→ **DIRECTIONS FOR THIS TASK**: Could you transcribe the material below line for line, with no changes?

→ **SUPPLIED DATA**:
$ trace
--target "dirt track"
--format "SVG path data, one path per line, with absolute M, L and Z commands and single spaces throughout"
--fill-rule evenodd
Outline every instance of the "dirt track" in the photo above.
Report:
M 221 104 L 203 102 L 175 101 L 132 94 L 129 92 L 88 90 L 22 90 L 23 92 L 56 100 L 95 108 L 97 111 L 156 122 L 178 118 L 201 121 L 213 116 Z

→ **THE OUTPUT**:
$ trace
--target "dirt track"
--format "SVG path data, one path per line, with absolute M, L and Z commands and single spaces throughout"
--fill-rule evenodd
Outline every instance of the "dirt track" in the photo above.
Report:
M 221 104 L 203 102 L 175 101 L 132 94 L 129 92 L 88 90 L 22 90 L 23 92 L 56 100 L 95 108 L 97 111 L 156 122 L 178 118 L 201 121 L 213 116 Z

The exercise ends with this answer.